_Problems to solve_
1. List every person named in the diary text.
2. Continue the diary text, picking up right after its last sentence.

_Text shown_
Selina was obviously less than impressed by samosas. A quick trip was needed to get some bread which allowed me to save the day with egg mayonnaise sandwiches.
Selina decided to sort out my garden. Like her mother she had decided that I was incapable of looking after the place and decided the sweep up all the leaves. She did a great job and Jennipher helped her pick up the piles and put them on the large stack at the back of the garden. One of the neighbour's dogs gave his seal of approval and now makes himself a comfortable bed in the middle of the leaf heap!
I had arranged to see Bright in the afternoon and felt guilty because it was the second time I had postponed the arrangement.
I had more mixture for the samosas, so I cooked more for supper - Raymond joined me.
Sunday 19th June
The elections on August 11th dominate the news here in Zambia. The main election is the Presidential election, but there are also parliamentary and council elections on that day. There is also a referendum on the constitution! I decided to pick up a paper to catch up on the latest. Much of the media here is still effectively government controlled. The Post is independent and often takes a stand in favour of opposition politicians. This is my favoured paper!
Mass was typical except that someone spoke at the end of mass about the voting process – even taking questions from the congregation. Not something I have experienced in the UK – though maybe for our referendum some explanation is needed!!

_Record set_

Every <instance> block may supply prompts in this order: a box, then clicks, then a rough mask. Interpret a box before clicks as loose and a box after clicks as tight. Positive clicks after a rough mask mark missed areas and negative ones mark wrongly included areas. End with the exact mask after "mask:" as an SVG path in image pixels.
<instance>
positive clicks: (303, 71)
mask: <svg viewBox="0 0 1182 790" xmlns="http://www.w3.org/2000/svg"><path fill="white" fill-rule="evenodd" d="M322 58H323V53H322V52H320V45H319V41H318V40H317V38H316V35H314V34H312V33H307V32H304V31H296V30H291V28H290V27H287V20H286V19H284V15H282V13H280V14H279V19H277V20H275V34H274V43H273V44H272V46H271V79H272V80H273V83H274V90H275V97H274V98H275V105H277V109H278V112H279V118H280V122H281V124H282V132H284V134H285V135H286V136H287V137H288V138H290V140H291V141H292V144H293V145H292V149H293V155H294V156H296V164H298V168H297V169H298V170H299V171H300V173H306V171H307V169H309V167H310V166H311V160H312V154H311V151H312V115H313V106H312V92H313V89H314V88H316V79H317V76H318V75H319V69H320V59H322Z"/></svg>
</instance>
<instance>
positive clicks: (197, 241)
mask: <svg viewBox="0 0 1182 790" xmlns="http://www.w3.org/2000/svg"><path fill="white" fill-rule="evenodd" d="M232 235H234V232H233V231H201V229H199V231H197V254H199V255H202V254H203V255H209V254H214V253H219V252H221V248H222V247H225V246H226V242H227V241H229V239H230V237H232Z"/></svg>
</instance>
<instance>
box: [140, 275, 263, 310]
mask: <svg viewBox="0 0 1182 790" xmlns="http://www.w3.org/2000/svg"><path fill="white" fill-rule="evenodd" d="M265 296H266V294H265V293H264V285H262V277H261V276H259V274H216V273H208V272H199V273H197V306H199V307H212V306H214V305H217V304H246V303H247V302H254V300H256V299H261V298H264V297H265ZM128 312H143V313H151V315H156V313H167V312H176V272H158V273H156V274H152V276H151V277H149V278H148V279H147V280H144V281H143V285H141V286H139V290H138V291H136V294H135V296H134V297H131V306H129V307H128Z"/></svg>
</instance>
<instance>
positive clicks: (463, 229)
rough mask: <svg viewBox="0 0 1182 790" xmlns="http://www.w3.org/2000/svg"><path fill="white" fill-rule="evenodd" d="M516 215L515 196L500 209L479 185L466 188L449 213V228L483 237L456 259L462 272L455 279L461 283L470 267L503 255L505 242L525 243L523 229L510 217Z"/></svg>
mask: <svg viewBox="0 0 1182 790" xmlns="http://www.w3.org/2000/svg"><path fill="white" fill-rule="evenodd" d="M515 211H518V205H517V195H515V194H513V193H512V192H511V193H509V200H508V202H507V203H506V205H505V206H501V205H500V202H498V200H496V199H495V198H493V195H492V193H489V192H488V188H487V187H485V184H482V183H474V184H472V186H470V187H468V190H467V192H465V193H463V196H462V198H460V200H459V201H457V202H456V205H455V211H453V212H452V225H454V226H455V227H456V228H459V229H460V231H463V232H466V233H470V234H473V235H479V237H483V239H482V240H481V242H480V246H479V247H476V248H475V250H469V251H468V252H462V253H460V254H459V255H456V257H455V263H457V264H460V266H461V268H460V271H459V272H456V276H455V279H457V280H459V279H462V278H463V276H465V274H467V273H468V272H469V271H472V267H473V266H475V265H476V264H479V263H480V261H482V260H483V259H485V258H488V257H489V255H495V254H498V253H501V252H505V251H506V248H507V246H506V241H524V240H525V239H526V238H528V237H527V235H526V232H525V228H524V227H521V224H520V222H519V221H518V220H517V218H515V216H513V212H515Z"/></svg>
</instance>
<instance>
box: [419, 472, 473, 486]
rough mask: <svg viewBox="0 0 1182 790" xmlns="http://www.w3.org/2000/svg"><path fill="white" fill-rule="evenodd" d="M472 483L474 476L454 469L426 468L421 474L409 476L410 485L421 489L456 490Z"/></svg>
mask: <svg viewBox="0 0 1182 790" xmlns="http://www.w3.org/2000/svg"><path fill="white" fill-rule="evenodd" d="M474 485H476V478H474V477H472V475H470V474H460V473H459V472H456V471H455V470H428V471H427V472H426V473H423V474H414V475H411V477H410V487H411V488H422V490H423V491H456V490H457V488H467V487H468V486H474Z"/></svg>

_Responses in order_
1. Selina, Jennipher, Bright, Raymond

2.
I made my way to Queen's house for 14hrs. Our prayer meeting was nearby, but there was no way the position could have been described to me with a hope of me finding it. She took me in between various houses for a little while. There were no roads, just buildings almost randomly scattered and people picking a route between them. The session started at about 15hrs and I was back home by 17 hrs.
Diven called around unexpectedly with a builder friend and said he had a little problem! Life is never straightforward here – especially with Diven! Last year he built an impressive drainage system to prevent water getting into the foundations of his property. Apparently he checked with the seller of the adjacent plot and was given the go-ahead. It seems that the new owner disagrees and has had some workmen start to smash the drainage. There seems to be a solution but quick action is needed!! I will check the site tomorrow and hope that an agreed resolution can be found.